Task goal – A word-for-word copy of the records that follow is needed, with every picture omitted.
*** Exercise materials Section Begins ***
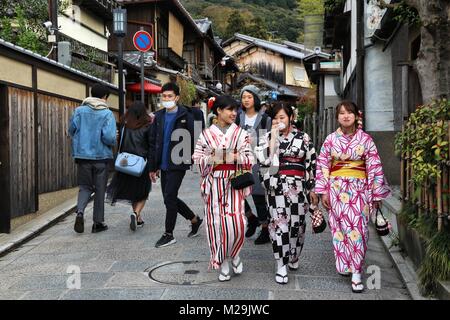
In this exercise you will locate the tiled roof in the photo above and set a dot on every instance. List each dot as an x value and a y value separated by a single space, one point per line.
276 47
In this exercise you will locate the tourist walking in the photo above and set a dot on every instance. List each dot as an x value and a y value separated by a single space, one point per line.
93 131
221 150
135 139
351 183
287 158
255 121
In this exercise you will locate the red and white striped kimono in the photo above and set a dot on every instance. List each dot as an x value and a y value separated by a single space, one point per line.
224 207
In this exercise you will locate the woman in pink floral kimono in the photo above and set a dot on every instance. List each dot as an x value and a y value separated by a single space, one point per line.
350 179
221 149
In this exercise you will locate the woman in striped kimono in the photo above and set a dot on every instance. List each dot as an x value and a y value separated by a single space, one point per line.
351 181
221 149
287 158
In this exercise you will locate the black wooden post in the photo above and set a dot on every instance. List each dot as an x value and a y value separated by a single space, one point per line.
5 168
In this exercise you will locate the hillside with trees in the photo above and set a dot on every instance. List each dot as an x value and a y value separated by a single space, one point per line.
267 19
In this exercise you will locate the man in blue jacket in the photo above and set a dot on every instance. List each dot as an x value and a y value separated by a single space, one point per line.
93 131
170 158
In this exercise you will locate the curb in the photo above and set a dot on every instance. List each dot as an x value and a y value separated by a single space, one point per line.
36 226
403 264
404 268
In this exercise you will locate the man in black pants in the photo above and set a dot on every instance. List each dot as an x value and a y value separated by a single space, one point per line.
172 117
93 131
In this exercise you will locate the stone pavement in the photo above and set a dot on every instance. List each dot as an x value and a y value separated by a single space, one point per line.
121 264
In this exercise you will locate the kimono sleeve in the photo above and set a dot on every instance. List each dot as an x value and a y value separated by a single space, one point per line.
202 155
262 152
375 176
310 163
323 167
246 158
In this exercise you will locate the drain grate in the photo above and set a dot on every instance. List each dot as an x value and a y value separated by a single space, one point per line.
185 273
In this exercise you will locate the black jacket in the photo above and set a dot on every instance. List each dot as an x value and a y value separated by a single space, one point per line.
184 120
136 141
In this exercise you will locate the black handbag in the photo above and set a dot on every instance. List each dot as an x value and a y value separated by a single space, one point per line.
381 223
318 220
242 179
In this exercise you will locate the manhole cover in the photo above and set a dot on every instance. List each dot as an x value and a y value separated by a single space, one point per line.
186 273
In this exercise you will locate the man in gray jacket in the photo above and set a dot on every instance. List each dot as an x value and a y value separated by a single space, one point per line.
93 131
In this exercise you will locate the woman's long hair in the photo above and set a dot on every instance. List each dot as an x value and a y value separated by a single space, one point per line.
137 116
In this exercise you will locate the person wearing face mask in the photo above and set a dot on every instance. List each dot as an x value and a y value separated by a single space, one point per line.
172 117
351 183
220 150
287 157
255 121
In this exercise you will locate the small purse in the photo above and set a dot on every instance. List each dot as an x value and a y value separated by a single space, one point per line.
242 179
129 163
381 223
318 221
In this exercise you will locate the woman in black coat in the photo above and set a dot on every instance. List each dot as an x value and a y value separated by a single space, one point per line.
135 136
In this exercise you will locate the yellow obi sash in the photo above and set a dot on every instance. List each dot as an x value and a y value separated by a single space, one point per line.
348 169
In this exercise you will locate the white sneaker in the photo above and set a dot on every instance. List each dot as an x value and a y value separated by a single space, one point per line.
237 265
294 265
224 271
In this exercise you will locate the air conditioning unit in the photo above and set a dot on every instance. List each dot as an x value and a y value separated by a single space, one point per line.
64 54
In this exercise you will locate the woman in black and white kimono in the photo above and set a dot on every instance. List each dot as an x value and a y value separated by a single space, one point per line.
287 157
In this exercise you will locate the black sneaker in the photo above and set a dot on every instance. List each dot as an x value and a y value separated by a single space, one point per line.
263 237
166 240
252 224
79 223
99 227
195 227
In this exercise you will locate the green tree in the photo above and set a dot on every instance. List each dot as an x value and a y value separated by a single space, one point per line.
258 29
21 23
236 24
310 7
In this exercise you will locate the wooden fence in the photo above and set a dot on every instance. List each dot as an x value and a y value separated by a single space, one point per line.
22 151
431 196
55 167
319 126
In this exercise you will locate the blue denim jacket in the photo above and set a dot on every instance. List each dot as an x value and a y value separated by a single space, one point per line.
93 132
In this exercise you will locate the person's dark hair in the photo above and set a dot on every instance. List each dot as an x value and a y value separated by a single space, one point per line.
171 86
350 106
278 106
99 90
224 102
137 116
256 100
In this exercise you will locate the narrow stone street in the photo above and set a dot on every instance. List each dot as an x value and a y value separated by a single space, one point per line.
121 264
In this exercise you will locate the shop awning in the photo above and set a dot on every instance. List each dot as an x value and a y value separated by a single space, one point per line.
148 87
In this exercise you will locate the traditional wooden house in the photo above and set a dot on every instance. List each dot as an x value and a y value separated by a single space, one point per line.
183 47
278 63
83 37
376 70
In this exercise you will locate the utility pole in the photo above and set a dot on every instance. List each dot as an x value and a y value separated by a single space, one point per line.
53 14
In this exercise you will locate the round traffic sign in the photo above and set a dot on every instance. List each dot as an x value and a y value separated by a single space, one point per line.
143 41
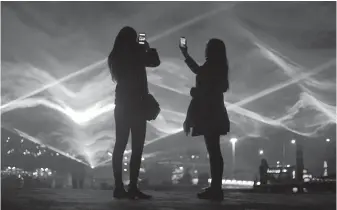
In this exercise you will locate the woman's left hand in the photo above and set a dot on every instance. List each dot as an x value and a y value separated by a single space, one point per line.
146 45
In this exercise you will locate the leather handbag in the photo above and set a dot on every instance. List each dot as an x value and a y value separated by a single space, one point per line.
152 108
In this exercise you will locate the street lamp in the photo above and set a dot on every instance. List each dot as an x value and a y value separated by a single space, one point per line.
261 152
293 141
233 142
*** Exercise materials Section Ends ***
The completed task –
In this exercise you will locate the tiled roof in the photo above and set a dot on every instance. List each dot as an x value and a y value separated by a single space, one point per line.
276 47
In this exercise you will locate the tourist walking in the photo above and set a dot on every instance. List each dot as an x value and a y value separated by a single space, one point per line.
93 131
221 150
135 139
351 183
287 158
255 121
In this exercise you will locate the red and white striped kimono in the photo above and set a dot on every instance. List each dot as an x value and a y value separated by a single space, one point per line.
224 207
In this exercise you will locate the woman in pink floral kimono in the photo above and set a dot on every instance. List each dot as an x value and a y value separated by a single space, one point per line.
350 179
221 149
In this exercise you will locate the woman in striped kimono in the photo above and set a dot on every instance. List each dot as an x value and a y value separated by a single space, one point per line.
351 181
221 149
287 158
In this exercise you will locate the black wooden post in the photo above and set a dot on every instance. List each dot as an x value and a y value separated by a single space, one point per line.
5 168
In this exercise you will locate the hillside with trees in the photo above and set a dot on every instance. List each dot as an x value and a y value separated by a single space, one point per line.
267 19
In this exercise you will locate the man in blue jacket in the photo above and set a dot on every instance. List each dot as an x value and a y value separated by a single space, one point per line.
93 131
170 158
In this exercise you will locate the curb in the photo above and set a dot on every instance. List each dot as an x value and a y value separated by a single space, one point per line.
36 226
403 264
404 268
In this exercise you will locate the man in black pants in the photo above and set a dot on every instance. List each dot as an x value and a y value separated by a single space, one point per line.
172 117
93 131
In this exercise you will locate the stone pavement in the photo above and set a dot on every instance. List each dot as an x value and a y value separated by a single space, one point per line.
121 264
In this exercise you will locate the kimono sleeve in the photo above and set a dot on every instance. List each dot as an x value and a y value separated by a single space, one point per line.
202 155
262 152
375 176
310 163
323 167
246 158
In this exercise you will locate the drain grate in the photo above and set a dot on every instance. List each dot as an x value and a y value separated by a single space, one point per line.
185 273
In this exercise you will locate the black jacket in the photo above and set a dot on every instance. List each dot as an x value and a y value separated by a single space, one point per line.
184 120
136 141
In this exercise you will locate the black handbag in the photo above and set a dot on every instance. List each dot as an x value and a y value separated by a single space, one point per line.
381 223
318 220
242 179
In this exercise you will locate the manhole cover in the photo above and set a dot on every instance. List each dot as an x value and a y value separated by a single space, one point per line.
186 273
In this exercise you will locate the man in gray jacket in the photo above and set a dot on every instance. List each dot as an x value and a y value separated by a single space, one point per line.
93 131
In this exercise you will locate the woman's long hair in the photo above and set a dot on every instance. List each dot as an x value and a y value separated by a single space, one point per line.
137 116
In this exercise you will locate the person wearing face mask in the photo above and set a dot on every instance. List each dot as an x value and a y value separated by a single space, one point per line.
172 117
351 183
220 150
287 157
255 121
In this exercise you will locate the small purse in the photo above and set a dot on every instance. List each dot as an x value and a y value separated by a single space, one point per line.
242 179
129 163
381 223
318 221
In this exercise you will locate the woman in black coat in the photo above and set a dot on every instance. List each dot as an x value and a y value separated by a single space, one point per line.
135 136
In this exercise you will locate the yellow obi sash in the photo above and set a dot on every instance. List each dot as an x value and a y value separated by a single space, one point per line.
348 169
In this exercise you will locate the white sneaker in the photo above and set a dot on every instance. List each dot as an x value and a y value separated by a single space, one point per line.
237 265
294 265
224 271
In this exercise you will locate the air conditioning unit in the photo above and set a dot on every instance. List each dot as an x value and a y value separated by a single space, one point per line.
64 54
In this exercise you will locate the woman in black and white kimono in the photo above and set a dot on every instance. List each dot as an x value and a y value separated by a single space, one point per line.
287 157
In this exercise you will locate the black sneaker in the photo above and set a dot on every instance. List each dot as an x value and a y value separated by a single space, one point per line.
263 237
166 240
252 224
79 223
99 227
195 227
In this exercise you will locate the green tree in the photo above and set a dot on every instance. List each dot as an x value and a y value separated by a single space, one point per line.
258 29
21 23
236 24
310 7
In this exercise you will locate the wooden fence in the photo above and set a dot on every instance. List each dot as an x value and a y value separated by a single space, one point per line.
22 151
431 196
55 167
319 126
In this exercise you will locate the blue denim jacket in the photo above and set a dot on every instance. List each dot as an x value and a y value separated by a single space, one point per line.
93 132
In this exercise you will locate the person's dark hair in the photo above and set a dot on every instance. List each dot as an x value and a y value separated by a single space, one point per line.
171 86
350 106
278 106
99 90
224 102
137 116
256 100
In this exercise you will locate the narrow stone street in the photo above and set a dot on every instance. List each dot as an x value and a y value separated by a single space, one point per line.
121 264
In this exercise you will locate the shop awning in the photo above and set a dot on every instance. List each dot as an x value and a y value separated by a single space, one point per line.
148 87
In this exercise you will locate the traditional wooden house in the photo above and set a dot on every instance. List each dot as an x value and a y value separated by a single space, one point per line.
183 47
278 63
83 37
376 70
In this exercise you will locate the utility pole in the photo above and set a dot on every instance. List each dot as an x value and a y value separated by a single space, one point per line.
53 14
In this exercise you will locate the round traffic sign in the photo above and set a dot on every instance. List each dot as an x value and a y value separated by a single space, one point per line.
143 41
In this exercise you will locate the woman's left hand in the photo above and set a dot on every instance. List each dot as an x value and a y value separated by a single space, one point per line.
146 45
In this exercise you will locate the leather handbag in the photo above and set a dot on every instance. List each dot as an x value and a y value separated by a single space, one point per line.
152 108
In this exercise you will locate the street lamp in the photo above and set a dot on every instance. List each dot as an x value and a y value separated by a single space, one point per line.
261 152
293 141
233 142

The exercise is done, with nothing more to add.